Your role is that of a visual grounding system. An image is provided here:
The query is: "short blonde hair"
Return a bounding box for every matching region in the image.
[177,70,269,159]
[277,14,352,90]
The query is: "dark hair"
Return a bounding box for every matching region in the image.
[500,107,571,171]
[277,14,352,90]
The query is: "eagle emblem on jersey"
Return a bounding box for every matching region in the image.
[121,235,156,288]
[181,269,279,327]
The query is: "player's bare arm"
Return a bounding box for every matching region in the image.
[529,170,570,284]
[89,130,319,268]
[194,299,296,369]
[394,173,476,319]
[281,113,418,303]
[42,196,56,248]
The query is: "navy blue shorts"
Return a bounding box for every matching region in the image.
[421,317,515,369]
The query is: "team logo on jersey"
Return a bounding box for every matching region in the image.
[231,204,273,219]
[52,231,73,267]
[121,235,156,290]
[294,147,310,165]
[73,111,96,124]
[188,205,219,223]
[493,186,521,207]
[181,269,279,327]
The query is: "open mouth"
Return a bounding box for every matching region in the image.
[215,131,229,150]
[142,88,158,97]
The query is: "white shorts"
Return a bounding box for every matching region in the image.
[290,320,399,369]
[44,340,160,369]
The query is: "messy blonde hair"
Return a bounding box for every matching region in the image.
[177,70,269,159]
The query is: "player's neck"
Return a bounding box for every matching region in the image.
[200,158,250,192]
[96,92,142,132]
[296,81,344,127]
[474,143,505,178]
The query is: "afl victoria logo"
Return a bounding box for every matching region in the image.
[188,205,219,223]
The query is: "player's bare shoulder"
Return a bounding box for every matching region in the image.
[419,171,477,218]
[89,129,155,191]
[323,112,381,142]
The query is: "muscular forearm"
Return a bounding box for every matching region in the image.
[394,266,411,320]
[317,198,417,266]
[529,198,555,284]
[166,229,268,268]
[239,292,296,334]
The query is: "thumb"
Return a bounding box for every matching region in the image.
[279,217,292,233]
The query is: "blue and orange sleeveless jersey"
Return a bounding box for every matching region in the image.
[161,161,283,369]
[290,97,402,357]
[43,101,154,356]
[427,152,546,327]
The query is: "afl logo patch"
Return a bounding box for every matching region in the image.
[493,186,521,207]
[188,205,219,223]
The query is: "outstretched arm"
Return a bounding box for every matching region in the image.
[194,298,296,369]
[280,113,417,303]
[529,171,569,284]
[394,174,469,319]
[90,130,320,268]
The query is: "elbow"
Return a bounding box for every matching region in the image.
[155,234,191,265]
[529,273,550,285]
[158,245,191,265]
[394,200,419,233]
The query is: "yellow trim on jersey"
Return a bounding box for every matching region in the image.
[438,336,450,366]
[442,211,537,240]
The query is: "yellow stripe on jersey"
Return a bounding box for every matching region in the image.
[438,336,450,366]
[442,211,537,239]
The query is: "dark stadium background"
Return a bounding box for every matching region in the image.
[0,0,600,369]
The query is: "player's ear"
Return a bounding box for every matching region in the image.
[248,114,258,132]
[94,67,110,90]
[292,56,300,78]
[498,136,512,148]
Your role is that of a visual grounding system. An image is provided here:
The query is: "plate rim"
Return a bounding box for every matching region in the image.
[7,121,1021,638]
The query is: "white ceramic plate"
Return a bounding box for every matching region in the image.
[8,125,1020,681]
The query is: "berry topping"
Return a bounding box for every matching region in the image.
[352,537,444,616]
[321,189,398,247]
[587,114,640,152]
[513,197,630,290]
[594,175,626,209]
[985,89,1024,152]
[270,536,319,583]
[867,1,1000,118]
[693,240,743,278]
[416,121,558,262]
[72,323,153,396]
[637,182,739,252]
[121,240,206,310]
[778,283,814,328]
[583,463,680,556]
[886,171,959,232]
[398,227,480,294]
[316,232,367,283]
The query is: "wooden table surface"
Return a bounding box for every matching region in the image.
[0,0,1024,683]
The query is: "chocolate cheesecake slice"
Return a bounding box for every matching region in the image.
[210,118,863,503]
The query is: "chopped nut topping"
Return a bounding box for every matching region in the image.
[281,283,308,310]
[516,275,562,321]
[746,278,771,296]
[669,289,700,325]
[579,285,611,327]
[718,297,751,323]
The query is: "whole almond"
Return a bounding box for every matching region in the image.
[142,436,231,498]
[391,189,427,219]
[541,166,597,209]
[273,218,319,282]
────────
* _What you need to do_
Arrange everything in the listing from the top down through the line containing "[474,143,505,178]" as a two-column CSV headed input and output. Give one row per input text with its output boxes, each field in quotation marks and every line break replaced by a space.

* _Result of this task_
input,output
"Your role is that of a visual grounding system. An image is provided here: The query is: ""short blonde hair"" Return a bounding box for every matching region in the image.","[177,70,269,159] [277,14,352,90]"
"The query is: ""dark hair"" Return a bounding box for every matching region in the image.","[500,107,571,171] [277,14,352,90]"
"The query is: ""eagle emblem on jersey"" Return a bounding box for every matching region in the image.","[121,235,156,288] [181,269,279,327]"
"The query is: ""player's bare arm"" Return a bounding box for every matching region in the image.","[529,170,570,284] [89,130,319,268] [194,299,296,369] [394,173,476,319] [281,113,418,303] [42,196,56,248]"
"The query is: ""navy blue shorts"" Return a bounding box for every matching region in the image.","[421,317,515,369]"
"The query is: ""team logo on jersey"" Return a bounding box for every matching region in the image.","[231,204,273,219] [52,231,73,267] [121,235,156,290] [294,147,310,165] [73,111,96,124] [188,205,219,223] [493,186,521,207] [181,269,279,327]"
"The query is: ""open mouth"" Return a bounding box for every matching region in the image.","[215,131,229,150] [142,88,158,97]"
"The query is: ""white shorts"" Return a bounding box for every matching region in the image.","[290,320,399,369] [44,340,160,369]"
"The query is: ""messy blonde hair"" Return a bounding box for every matching region in the image.","[177,70,269,159]"
"The query is: ""player's neck"" Return a bounding box for every matching region in the image.","[200,158,250,192] [96,92,142,132] [296,81,344,127] [474,143,505,178]"